** start of RECORDS FOR THIS EXERCISE **
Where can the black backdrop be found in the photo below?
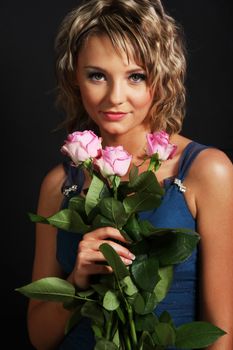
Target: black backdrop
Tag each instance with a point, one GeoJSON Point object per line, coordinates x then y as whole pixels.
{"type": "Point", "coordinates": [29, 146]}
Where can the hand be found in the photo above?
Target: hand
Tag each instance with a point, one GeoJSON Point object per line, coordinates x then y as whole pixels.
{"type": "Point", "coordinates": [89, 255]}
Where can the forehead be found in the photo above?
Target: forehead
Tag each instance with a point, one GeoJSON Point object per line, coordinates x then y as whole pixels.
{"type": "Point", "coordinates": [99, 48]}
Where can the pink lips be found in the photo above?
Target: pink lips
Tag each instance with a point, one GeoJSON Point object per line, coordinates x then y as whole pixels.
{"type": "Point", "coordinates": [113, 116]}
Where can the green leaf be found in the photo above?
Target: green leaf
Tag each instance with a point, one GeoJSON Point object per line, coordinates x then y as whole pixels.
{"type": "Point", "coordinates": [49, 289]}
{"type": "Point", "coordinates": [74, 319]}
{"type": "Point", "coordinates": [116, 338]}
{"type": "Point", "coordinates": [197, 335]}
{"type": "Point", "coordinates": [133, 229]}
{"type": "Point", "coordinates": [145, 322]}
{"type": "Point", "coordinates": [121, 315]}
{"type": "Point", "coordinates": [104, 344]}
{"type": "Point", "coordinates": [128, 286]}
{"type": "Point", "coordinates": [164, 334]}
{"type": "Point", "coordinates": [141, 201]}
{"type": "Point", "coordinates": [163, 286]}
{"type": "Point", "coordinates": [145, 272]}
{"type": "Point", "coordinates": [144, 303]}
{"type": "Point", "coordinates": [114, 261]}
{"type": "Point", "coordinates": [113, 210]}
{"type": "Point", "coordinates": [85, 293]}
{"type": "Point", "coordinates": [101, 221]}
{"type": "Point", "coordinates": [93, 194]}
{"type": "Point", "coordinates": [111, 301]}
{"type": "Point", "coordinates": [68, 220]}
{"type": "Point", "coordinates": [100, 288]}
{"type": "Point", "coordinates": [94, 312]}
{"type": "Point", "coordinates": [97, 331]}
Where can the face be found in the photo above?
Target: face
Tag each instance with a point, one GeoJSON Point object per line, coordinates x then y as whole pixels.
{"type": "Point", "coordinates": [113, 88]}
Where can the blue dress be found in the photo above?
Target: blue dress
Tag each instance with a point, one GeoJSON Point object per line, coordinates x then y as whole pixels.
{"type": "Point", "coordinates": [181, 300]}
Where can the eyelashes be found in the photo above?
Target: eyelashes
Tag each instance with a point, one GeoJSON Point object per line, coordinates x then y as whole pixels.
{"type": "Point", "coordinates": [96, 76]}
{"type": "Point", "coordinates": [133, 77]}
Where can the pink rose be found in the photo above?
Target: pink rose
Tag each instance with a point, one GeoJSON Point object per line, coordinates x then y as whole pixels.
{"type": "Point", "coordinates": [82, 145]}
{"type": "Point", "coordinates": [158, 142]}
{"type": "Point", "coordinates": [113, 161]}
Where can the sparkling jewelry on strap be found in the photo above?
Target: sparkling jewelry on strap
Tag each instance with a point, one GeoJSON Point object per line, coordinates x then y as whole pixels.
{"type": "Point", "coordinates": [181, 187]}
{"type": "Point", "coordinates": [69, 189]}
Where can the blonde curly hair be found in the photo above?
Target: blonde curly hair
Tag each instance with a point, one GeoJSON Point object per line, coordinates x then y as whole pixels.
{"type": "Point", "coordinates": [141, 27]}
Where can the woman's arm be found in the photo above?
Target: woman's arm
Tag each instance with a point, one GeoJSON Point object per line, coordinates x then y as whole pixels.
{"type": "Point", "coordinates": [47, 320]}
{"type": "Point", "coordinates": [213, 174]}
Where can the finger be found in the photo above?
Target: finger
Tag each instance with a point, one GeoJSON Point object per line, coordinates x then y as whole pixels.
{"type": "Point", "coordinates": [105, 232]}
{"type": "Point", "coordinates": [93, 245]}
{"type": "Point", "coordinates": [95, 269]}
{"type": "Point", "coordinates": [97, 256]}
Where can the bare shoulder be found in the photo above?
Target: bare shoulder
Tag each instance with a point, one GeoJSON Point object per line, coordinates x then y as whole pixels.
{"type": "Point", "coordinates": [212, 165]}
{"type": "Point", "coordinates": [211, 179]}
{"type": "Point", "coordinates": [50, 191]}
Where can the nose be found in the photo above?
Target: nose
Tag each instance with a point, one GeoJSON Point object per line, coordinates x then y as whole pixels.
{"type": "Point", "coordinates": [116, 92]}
** end of RECORDS FOR THIS EXERCISE **
◆ SET TASK: Return the material exactly as given, apart from the pictures.

◆ SOLUTION BELOW:
Where can the black backdrop be found in the photo below?
Target: black backdrop
Tag each instance with a point, one GeoJSON Point object per line, coordinates x then y as whole pixels.
{"type": "Point", "coordinates": [29, 146]}
Where can the hand be found in the photo above?
Target: hand
Tag each instance with a point, one GeoJSON Point object per line, coordinates x then y as whole pixels.
{"type": "Point", "coordinates": [89, 255]}
Where can the forehead be found in the photo above?
Target: forehead
Tag each instance with a point, one GeoJSON Point object per line, coordinates x then y as whole pixels.
{"type": "Point", "coordinates": [99, 48]}
Where can the pink lips be found in the photo above?
Target: pink lips
Tag each instance with a point, one GeoJSON Point object per line, coordinates x then y as whole pixels.
{"type": "Point", "coordinates": [113, 116]}
Where can the green leaf be found in the photo above?
Target: green leaf
Tag each instance with a point, one GeoJSON Point object per line, coordinates x then y as whole pixels.
{"type": "Point", "coordinates": [49, 289]}
{"type": "Point", "coordinates": [74, 319]}
{"type": "Point", "coordinates": [116, 338]}
{"type": "Point", "coordinates": [197, 335]}
{"type": "Point", "coordinates": [133, 229]}
{"type": "Point", "coordinates": [145, 322]}
{"type": "Point", "coordinates": [121, 315]}
{"type": "Point", "coordinates": [104, 344]}
{"type": "Point", "coordinates": [128, 286]}
{"type": "Point", "coordinates": [164, 334]}
{"type": "Point", "coordinates": [141, 201]}
{"type": "Point", "coordinates": [163, 286]}
{"type": "Point", "coordinates": [145, 272]}
{"type": "Point", "coordinates": [144, 303]}
{"type": "Point", "coordinates": [114, 261]}
{"type": "Point", "coordinates": [113, 210]}
{"type": "Point", "coordinates": [85, 293]}
{"type": "Point", "coordinates": [101, 221]}
{"type": "Point", "coordinates": [93, 194]}
{"type": "Point", "coordinates": [111, 301]}
{"type": "Point", "coordinates": [68, 220]}
{"type": "Point", "coordinates": [100, 288]}
{"type": "Point", "coordinates": [94, 312]}
{"type": "Point", "coordinates": [97, 331]}
Where can the face be found in the photo above?
Target: face
Tag each instance with a point, one GeoJSON Point object per line, coordinates x then y as whole pixels.
{"type": "Point", "coordinates": [113, 88]}
Where can the blue dress be found in the photo above?
Target: blue dress
Tag each instance with a point, one GeoJSON Point object per line, coordinates x then y as whole pixels.
{"type": "Point", "coordinates": [181, 300]}
Where can the eyelashes be found in the photo above?
Target: eyelashes
Tag each instance with a point, one GeoJSON Point object per line, coordinates x then y as whole pixels.
{"type": "Point", "coordinates": [96, 76]}
{"type": "Point", "coordinates": [133, 77]}
Where can the pink rose be found in the photo above?
Target: pink rose
Tag each instance with a point, one GeoJSON Point object per line, coordinates x then y as whole pixels.
{"type": "Point", "coordinates": [82, 145]}
{"type": "Point", "coordinates": [158, 142]}
{"type": "Point", "coordinates": [113, 161]}
Where can the sparkling jewelry on strap be found in the photo above?
Target: sparkling jewelry on strap
Tag each instance with a point, one GeoJSON Point object per line, coordinates x then y as whole pixels.
{"type": "Point", "coordinates": [181, 187]}
{"type": "Point", "coordinates": [69, 189]}
Where can the blonde curly hair be found in the photo above?
Target: blonde curly hair
Tag each instance with a point, one GeoJSON Point object per line, coordinates x then y as whole pixels.
{"type": "Point", "coordinates": [141, 27]}
Where can the woman's arm be found in the photo above?
Target: woman's arm
Tag each instance with a point, one GeoJSON Point object per line, coordinates x then y as whole pixels.
{"type": "Point", "coordinates": [47, 320]}
{"type": "Point", "coordinates": [213, 174]}
Where can the finger be found in the photo above?
Target: finger
Tag each instance with a point, one GeoJSON Point object per line, coordinates x then y as whole pixels.
{"type": "Point", "coordinates": [105, 232]}
{"type": "Point", "coordinates": [93, 245]}
{"type": "Point", "coordinates": [95, 269]}
{"type": "Point", "coordinates": [97, 256]}
Where can the bare shoulder be found in the photo above?
Target: bare shoulder
Tag each instance with a point, one GeoJSON Point object per line, coordinates x then y as whole pixels.
{"type": "Point", "coordinates": [212, 165]}
{"type": "Point", "coordinates": [211, 179]}
{"type": "Point", "coordinates": [50, 191]}
Where can the nose be found in the photo above?
Target: nose
Tag each instance with a point, one GeoJSON Point object per line, coordinates x then y as whole pixels.
{"type": "Point", "coordinates": [116, 92]}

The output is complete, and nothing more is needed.